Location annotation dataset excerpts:
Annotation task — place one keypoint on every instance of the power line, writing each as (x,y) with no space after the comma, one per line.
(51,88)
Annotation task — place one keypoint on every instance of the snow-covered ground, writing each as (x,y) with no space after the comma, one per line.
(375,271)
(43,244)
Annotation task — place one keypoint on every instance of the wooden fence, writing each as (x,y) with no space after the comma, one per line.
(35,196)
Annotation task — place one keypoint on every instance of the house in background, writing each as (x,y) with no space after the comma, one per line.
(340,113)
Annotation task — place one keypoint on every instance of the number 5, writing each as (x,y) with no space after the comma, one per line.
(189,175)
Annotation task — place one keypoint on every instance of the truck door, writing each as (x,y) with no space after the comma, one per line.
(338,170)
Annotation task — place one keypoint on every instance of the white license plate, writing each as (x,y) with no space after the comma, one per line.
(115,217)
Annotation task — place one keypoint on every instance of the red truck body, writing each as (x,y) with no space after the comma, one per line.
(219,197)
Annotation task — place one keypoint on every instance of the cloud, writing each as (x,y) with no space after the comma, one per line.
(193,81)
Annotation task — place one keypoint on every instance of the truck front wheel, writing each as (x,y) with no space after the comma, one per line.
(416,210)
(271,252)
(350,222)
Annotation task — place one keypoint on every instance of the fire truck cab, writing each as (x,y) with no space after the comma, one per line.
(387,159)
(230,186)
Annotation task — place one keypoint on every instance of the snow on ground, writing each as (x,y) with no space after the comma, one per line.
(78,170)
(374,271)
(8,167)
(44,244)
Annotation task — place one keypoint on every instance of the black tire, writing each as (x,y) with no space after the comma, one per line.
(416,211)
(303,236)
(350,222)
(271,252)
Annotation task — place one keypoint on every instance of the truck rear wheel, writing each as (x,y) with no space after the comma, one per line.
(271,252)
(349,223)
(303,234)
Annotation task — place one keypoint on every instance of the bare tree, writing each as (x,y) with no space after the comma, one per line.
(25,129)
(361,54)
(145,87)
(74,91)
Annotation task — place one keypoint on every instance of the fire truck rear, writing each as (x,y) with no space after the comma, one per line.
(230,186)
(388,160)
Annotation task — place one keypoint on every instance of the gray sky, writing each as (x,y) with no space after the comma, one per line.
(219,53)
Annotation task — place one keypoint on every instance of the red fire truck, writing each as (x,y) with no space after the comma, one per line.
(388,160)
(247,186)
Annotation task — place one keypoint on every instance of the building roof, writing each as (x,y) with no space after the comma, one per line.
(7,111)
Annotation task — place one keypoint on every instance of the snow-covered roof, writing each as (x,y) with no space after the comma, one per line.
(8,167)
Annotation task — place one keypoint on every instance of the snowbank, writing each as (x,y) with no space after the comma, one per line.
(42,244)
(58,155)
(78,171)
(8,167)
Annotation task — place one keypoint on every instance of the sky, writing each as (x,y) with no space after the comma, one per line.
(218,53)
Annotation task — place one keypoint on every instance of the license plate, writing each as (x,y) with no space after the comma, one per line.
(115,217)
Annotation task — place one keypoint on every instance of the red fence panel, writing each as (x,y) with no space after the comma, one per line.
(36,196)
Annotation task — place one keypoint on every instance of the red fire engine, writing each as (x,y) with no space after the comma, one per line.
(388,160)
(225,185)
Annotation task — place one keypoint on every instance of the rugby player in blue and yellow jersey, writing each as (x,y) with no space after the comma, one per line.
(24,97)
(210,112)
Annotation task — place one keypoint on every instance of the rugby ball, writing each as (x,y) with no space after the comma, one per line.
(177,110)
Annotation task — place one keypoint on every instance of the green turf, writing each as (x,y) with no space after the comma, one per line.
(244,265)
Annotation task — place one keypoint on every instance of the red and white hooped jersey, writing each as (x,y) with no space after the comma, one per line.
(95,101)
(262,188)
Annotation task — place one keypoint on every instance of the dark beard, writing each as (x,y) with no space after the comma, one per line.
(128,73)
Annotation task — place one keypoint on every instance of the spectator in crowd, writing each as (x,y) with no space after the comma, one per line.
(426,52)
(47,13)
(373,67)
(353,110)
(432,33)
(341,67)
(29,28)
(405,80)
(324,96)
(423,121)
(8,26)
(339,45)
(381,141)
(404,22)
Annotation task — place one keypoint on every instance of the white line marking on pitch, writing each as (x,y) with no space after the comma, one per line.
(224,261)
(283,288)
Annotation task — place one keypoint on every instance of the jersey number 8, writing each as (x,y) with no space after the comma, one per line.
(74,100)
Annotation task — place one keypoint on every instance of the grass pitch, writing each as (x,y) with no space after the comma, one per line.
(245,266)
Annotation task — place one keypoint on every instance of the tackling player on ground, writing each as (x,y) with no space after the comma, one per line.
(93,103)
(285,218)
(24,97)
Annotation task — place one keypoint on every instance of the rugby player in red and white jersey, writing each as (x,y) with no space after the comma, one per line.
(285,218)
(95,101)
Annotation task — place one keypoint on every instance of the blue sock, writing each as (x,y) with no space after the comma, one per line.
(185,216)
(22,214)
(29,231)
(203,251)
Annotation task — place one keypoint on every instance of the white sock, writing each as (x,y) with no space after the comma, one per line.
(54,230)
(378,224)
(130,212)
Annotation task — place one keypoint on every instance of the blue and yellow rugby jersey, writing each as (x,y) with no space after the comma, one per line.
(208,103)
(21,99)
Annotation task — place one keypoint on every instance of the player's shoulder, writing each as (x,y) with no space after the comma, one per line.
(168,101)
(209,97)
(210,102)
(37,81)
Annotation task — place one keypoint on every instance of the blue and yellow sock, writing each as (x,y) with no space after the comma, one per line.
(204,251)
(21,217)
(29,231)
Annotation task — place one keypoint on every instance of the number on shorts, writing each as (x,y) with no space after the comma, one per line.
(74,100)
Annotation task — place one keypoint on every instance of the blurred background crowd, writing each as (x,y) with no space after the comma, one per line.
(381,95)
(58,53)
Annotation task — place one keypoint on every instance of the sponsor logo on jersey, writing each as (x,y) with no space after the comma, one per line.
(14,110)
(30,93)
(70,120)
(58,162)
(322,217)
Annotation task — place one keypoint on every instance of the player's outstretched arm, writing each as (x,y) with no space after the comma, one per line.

- [What this task involves]
Recast all of the material above as a numbered list, leaving out any blank lines.

- [Answer to the exercise]
1. Annotation task — place one keypoint on every instance of the power line, writing each as (x,y) with no space after the comma, one per line.
2. (51,88)
3. Annotation task — place one keypoint on every instance of the snow-covered ground, writing each as (x,y) with no space after the comma, one per line.
4. (375,271)
5. (43,244)
6. Annotation task — place one keypoint on every instance of the wooden fence, writing each as (x,y) with no space after the comma, one per line.
7. (35,196)
8. Annotation task — place one keypoint on every instance of the house in background, writing each as (x,y) with no space after the comma, one per line.
9. (340,113)
10. Annotation task — place one keypoint on every instance of the number 5, writing each as (x,y) with no space after the comma, one per line.
11. (189,175)
12. Annotation task — place one keypoint on every instance of the truck door, writing each as (x,y) with no space after the comma, one per line.
13. (338,170)
14. Annotation task — place one keypoint on every instance of the white license plate, writing each as (x,y) with no space after the comma, one per line.
15. (115,217)
16. Annotation task — place one keypoint on every instance of the red truck body, writing each as (x,y) with no space after the comma, one per line.
17. (219,197)
18. Annotation task — place one keypoint on every instance of the cloud, writing each as (x,y) with no space after the comma, one per line.
19. (193,81)
20. Annotation task — place one keypoint on every instance of the truck front wheel, writing each as (x,y) with no space after the comma, one per line.
21. (416,210)
22. (271,252)
23. (350,222)
24. Annotation task — place one keypoint on every instance of the fire truck cab, writing each as (x,y) with no space after the comma, one per line.
25. (387,159)
26. (230,186)
27. Annotation task — place one keypoint on every instance of the snow on ground, writing each as (x,y) with no space after the comma, one per line.
28. (78,170)
29. (374,271)
30. (8,167)
31. (44,244)
32. Annotation task — place one keypoint on every instance of the black tire, writing each as (x,y) with no space after the comma, one per line.
33. (416,211)
34. (303,236)
35. (350,222)
36. (271,252)
37. Annotation task — place one keypoint on every instance of the truck rear wheel, writing each as (x,y) with no space after the comma, one per line.
38. (271,252)
39. (349,223)
40. (303,234)
41. Annotation task — place one keypoint on every instance of the bare tree, writing each as (x,y) with no space after the comma, one per line.
42. (25,129)
43. (361,54)
44. (145,87)
45. (74,91)
46. Annotation task — place one keypoint on every instance of the fire truck rear, writing each as (x,y) with no space after the comma, one per line.
47. (230,186)
48. (388,160)
49. Annotation task — place one keypoint on every instance of the gray sky, writing each as (x,y) with no space after the comma, one per line.
50. (219,53)
51. Annotation task — place one keypoint on every instance of the red fire truck, writing each as (x,y) with no space after the comma, one per line.
52. (388,160)
53. (247,186)
54. Annotation task — place one keypoint on every instance of the building roof, writing each as (x,y) with no space after the comma, one per line.
55. (7,111)
56. Annotation task — place one keypoint on every instance of the snow-covered roof, writing each as (x,y) with no space after the comma, one per line.
57. (8,167)
58. Annotation task — place one keypoint on every instance of the snowbank, writing each as (x,y) with no space after the comma, one per line.
59. (42,244)
60. (58,155)
61. (78,171)
62. (8,167)
63. Annotation task — place one keypoint on every instance of the sky, writing each as (x,y) with no space after the comma, one per line.
64. (218,53)
65. Annotation task — place one keypoint on every instance of the license plate, writing each as (x,y) with no space after the comma, one per line.
66. (115,217)
67. Annotation task — place one keypoint on every instance of the red fence panel, writing each as (x,y) with no space after the comma, one per line.
68. (36,196)
69. Annotation task — place one keypoint on every instance of the red fire engine, writing each as (x,y) with no space after the comma, one per line.
70. (388,160)
71. (225,185)
72. Annotation task — place one keypoint on every instance of the rugby player in blue and yellow jersey, writing each as (x,y) with no space after the comma, one per line.
73. (24,97)
74. (210,112)
75. Annotation task — place one keypoint on every instance of the rugby ball, writing each as (x,y) with no space after the comma, one per line.
76. (177,110)
77. Annotation task — place one keypoint on every instance of the green turf, writing each as (x,y) with no space after the comma, one per line.
78. (244,265)
79. Annotation task — place one keypoint on every instance of the red and white hooped jersey, writing each as (x,y) with no space after the comma, one per line.
80. (95,101)
81. (262,188)
82. Annotation task — place one keypoint on every instance of the dark beard, writing each as (x,y) with no space after the comma, one per line.
83. (128,73)
84. Annotation task — place one keypoint on every instance of the spectator in crowd, writing each as (x,y) with no space after the comma, one per line.
85. (426,52)
86. (47,13)
87. (373,67)
88. (353,110)
89. (432,33)
90. (341,67)
91. (29,28)
92. (405,80)
93. (324,96)
94. (423,121)
95. (8,26)
96. (339,45)
97. (381,141)
98. (404,22)
99. Annotation task — place one keypoint on every instance of the white line marking on pitch, writing each as (x,y) with no space after the comma, one per line.
100. (224,261)
101. (283,288)
102. Annotation task — place one keypoint on every instance of the jersey number 8, writing each as (x,y) with no space after the comma, one per line.
103. (74,100)
104. Annotation task — place one keypoint on every instance of the grass pitch, writing each as (x,y) with no space after the comma, one per line.
105. (245,266)
106. Annotation task — place one keypoint on every instance of the tackling player on ground, writing each as (x,y) with no space after the comma, one per line.
107. (93,103)
108. (285,218)
109. (24,97)
110. Annotation task — place one keypoint on every instance of the rugby player in red and white jersey, writing each as (x,y) with no space after the comma, one per line.
111. (285,218)
112. (95,101)
113. Annotation task — place one keypoint on every instance of the blue sock, writing each as (x,y) with no space after the comma, one per line.
114. (185,216)
115. (22,214)
116. (29,231)
117. (203,251)
118. Annotation task — place one keypoint on every instance of the white sock, writing each as (x,y) with no space after the comma, one per line.
119. (54,230)
120. (378,224)
121. (130,212)
122. Annotation task — place one keypoint on every instance of the blue and yellow rugby jersey, writing each as (x,y) with no space after the comma, one per line.
123. (208,103)
124. (21,99)
125. Annotation task — place one keypoint on every instance of the player's shoulder, writing each as (x,y) with no space after the comma, one per line.
126. (168,101)
127. (209,97)
128. (210,102)
129. (37,81)
130. Annotation task — place one keypoint on every instance of the blue and yellow sock, writing each as (x,y) with no space after the comma, one per line.
131. (204,251)
132. (21,217)
133. (29,231)
134. Annotation task — place one keypoint on every instance of the number on shorts, writing each as (x,y) with no space after the comma, one per line.
135. (74,100)
136. Annotation task — place one keypoint on every instance of the blurred background crowd, writing each as (x,y) with no space after the comma, one per line.
137. (381,95)
138. (58,53)
139. Annotation task — place one keypoint on every instance of the sponsor logo on jersey, writing each as (x,y) with no space after the comma, one per line.
140. (14,110)
141. (30,93)
142. (70,120)
143. (58,162)
144. (322,217)
145. Annotation task — place one keypoint on every instance of the player's outstretched arm, writing each as (x,y) with no space after the comma, one per line.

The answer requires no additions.